**Source passage**
.....

If we consider cells with identical neighbourhoods, a fraction of them will be dividing. This fraction is higher if the neighbourhood induces a high rate of division. We thus viewed the observations of division or death as random events whose probabilities are determined by the neighbourhood of the cell. Thus, for cell \(x\) of type \(i\), the distribution of the observation \({O}_{i,t}(x)\) of a division or death event is modelled as:
$${O}_{i,t}(x)=\left\{\begin{array}{cc}+1/d{t}^{+} & \text{with probability}\,{p}_{i}^{+1}(N(x))\\ -1/d{t}^{-} & \text{with probability}\,{p}_{i}^{-1}(N(x))\\ 0 & \text{remaining}\end{array}\right..$$
Where pi+1 and pi−1 are the statistical inference models for division or death, and dt+ and dt− are the durations of observed division or death markers, respectively. In this study, dt+ is defined as 1 time unit (roughly a few hours; ref. 27), and the approximation of the death rate as the mean division rate is defined using the same time units. Thus, in this implementation dt+ = dt− = 1. We divided by the durations so that the (stochastic) change in the number of cells in each timestep is:
$$\frac{d{X}_{i}}{{dt}}=\sum _{x\in {X}_{i}}{O}_{i,t}(x)$$
Tissues are heterogenous, and the diverse cellular compositions in different regions result in various directions of change. To analyse the change at a certain state, rather than the change in complete tissues, we computed the expected change with respect to an initial condition where cells share the same neighbourhood:
$${E}_{x}\left[\frac{d{X}_{i}}{{dt}}\right]\,=\,E\,\left[\sum _{x\in {X}_{i}}{O}_{i,t}(x)\right]\,=\,{\rm{\#}}{X}_{i}\,[{{p}_{i}}^{+1}(N(x))-{{p}_{i}}^{-1}(N(x))]$$
In this study, features are based on the number of neighbouring cells of each type within a predefined radius. For further discussion on this choice of features, see Supplementary Fig. 2f. The neighbourhoods can thus be represented as a vector of cell densities:
$$X:= {({X}_{1},{X}_{2},\ldots ,{X}_{k})}^{T}$$
As a result, we can interpret the inferred statistical models as components of a set of ordinary differential equations (ODEs) defined over a state-space of cell densities:
$$\frac{\text{d}}{\text{d}t}X=\left(\begin{array}{c}{X}_{1}\,({p}_{1}^{+1}(X)-{p}_{1}^{-1}(X))\\ {X}_{2}\,({p}_{2}^{+1}(X)-{p}_{2}^{-1}(X))\\ \vdots \\ {X}_{k}\,({p}_{k}^{+1}(X)-{p}_{k}^{-1}(X))\end{array}\right)=f(X)$$
Note that OSDR is inference-model agnostic; although we used logistic regression here, other statistical inference models can be adopted within this framework. In addition, this approach can be applied to data acquired by any technology that enables classification and spatial localization of discrete cells, together with reliable measurement of markers for division (and possibly death).

.....

**Dataset**
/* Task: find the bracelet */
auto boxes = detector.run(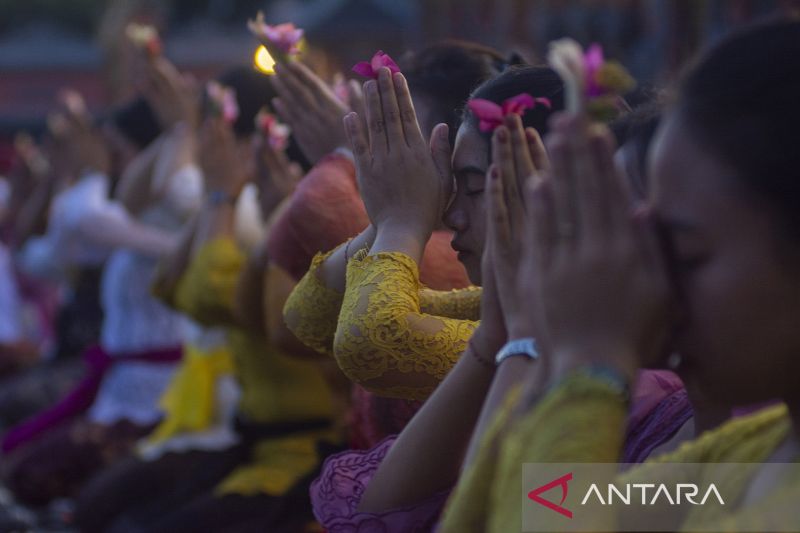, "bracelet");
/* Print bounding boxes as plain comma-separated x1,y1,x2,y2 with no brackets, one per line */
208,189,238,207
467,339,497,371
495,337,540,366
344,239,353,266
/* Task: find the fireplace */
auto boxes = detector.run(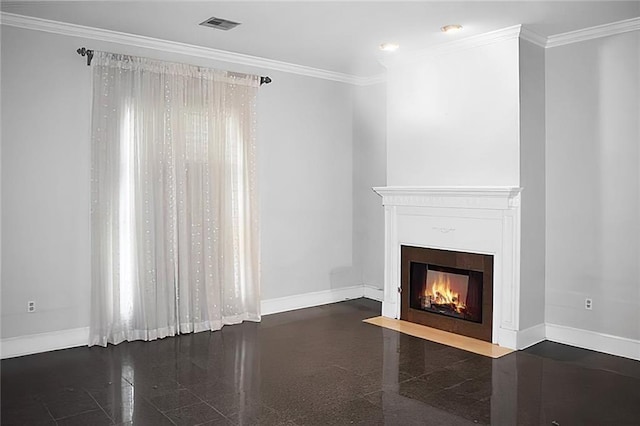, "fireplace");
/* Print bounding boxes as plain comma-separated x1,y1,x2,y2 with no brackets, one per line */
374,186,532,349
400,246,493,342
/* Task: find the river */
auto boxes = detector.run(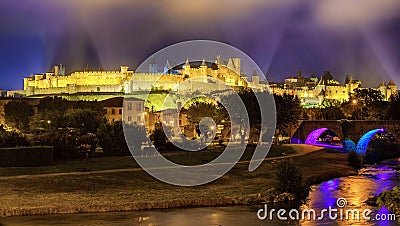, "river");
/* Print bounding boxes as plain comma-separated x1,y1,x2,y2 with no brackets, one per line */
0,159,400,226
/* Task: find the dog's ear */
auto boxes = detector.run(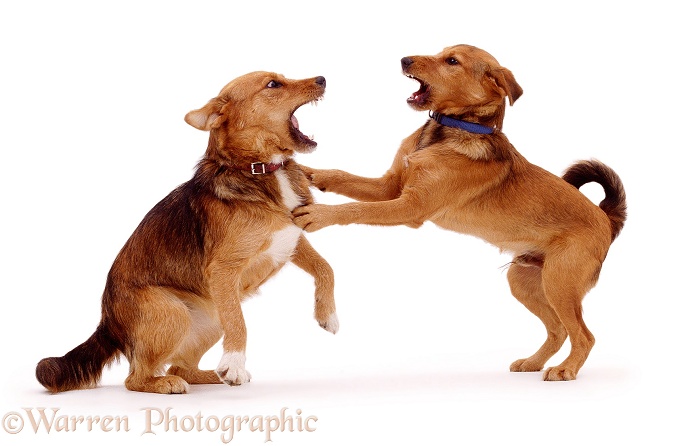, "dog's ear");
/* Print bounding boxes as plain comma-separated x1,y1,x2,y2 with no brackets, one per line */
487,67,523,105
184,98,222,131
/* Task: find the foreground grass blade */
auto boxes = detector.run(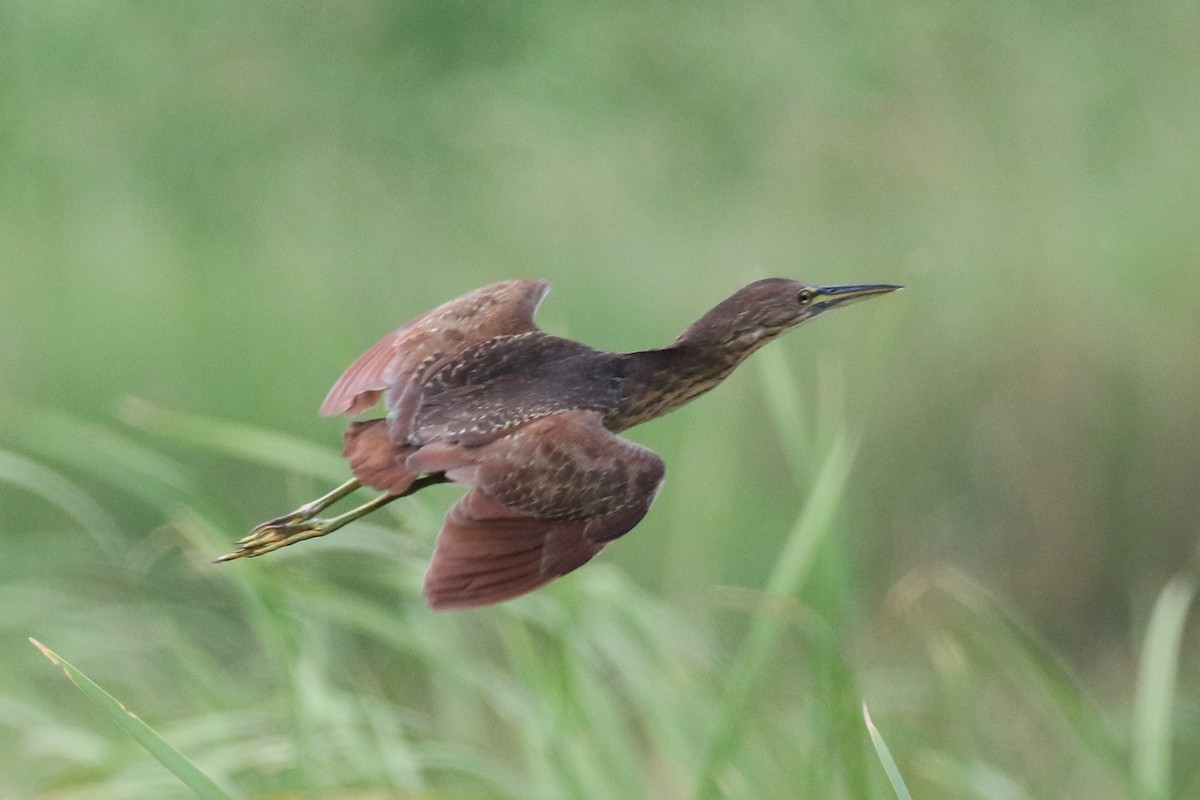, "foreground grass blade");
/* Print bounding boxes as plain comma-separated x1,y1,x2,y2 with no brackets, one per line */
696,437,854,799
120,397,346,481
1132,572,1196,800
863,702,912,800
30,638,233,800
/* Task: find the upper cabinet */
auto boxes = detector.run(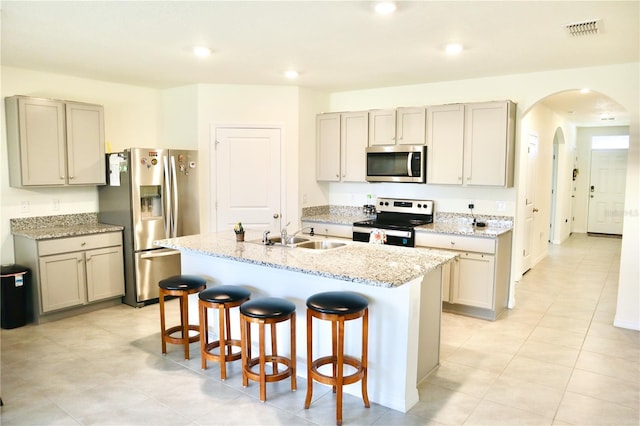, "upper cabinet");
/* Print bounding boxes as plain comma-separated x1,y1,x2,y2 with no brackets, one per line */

.....

**Questions on the material**
[A] In the cell-dynamics passage, which statistical inference model was used to infer the division and death probabilities?
[B] Continue the cell-dynamics passage from its final sentence.

**Solved problems**
[A] Logistic regression.

[B]
Model inference algorithm
For input:
Cell-level annotations: \(({B}_{i},{T}_{i},{\vec{x}}_{i}{,O}_{i})\) for cell \(i=1,\ldots \,N\)
-
\({B}_{i}\) denotes an ID for the biopsy sample cell \(i\) came from. \({B}_{i}\) is used to formalize that a cell can only influence cells from the same tissue.
-
\({T}_{i}\in T\) indicates the cell type for cell \(i\) (for example, \({T}_{i}\,=\) ‘fibroblast’), and let \(T\) be the set of types.
-
For any \(t\in T\), let \({n}_{t}\) be the total number of cells of type \(t\). We also assumed some order on the cells of type \(t\), such that: \(t[\,j]=i\) for any index \(j\in \{1,\ldots {n}_{t}\}\), and the original index \(i\in \{1,\ldots ,N\}\).
-
\(\vec{{x}_{i}}\in {R}^{2}\) denotes the 2D spatial coordinates for cell \(i\).
-
Oi ∈ {0,1} refers to the binary observation of division.
For the algorithm:
For each cell type \(t\in T\):
-
(1)
Compute a table of features (neighbour counts of each cell type) \({X}_{t}\in {R}^{{n}_{t}\times T}\).
$${X}_{t}[i,{t}^{{\prime} }]:= \mathop{\sum }\limits_{j=1}^{N}1\,[{B}_{j}={B}_{t[i]},{T}_{j}={t}^{{\prime} },\Vert {\overrightarrow{x}}_{t[i]}-\overrightarrow{{x}_{j}}\Vert < r]$$
Here \(t[i]\) is the original index of the i-th cell of type \(t\). The value at row \(i\) and column \(t{\prime} \) is a count of all cells that came from the same tissue as cell \(t[i]\), that have type \(t{\prime} \) and are within a distance \(r\).
Row \(i\) in \({X}_{t}\) is our representation for the neighbourhood of the cell \(t[i]\): the counts of all cell types in its proximity. Denote this vector by \(N(t[i]):= {X}_{{T}_{i}}[i,:]\).
-
(2)
Perform feature transformations on \({X}_{t}\), such as adding interaction terms (transformations are selected through a separate process of cross validation).
-
(3)
Define the binary cell-division labels \({y}_{t}\in \{\mathrm{0,\; 1}{\}}^{{n}_{t}}\):
$${y}_{t}[i]={O}_{t[i]}$$
-
(4)
Fit a multivariate logistic regression model \({p}_{t}^{+}\) for the division rate based on the features and labels \({X}_{t},{y}_{t}\).
-
(5)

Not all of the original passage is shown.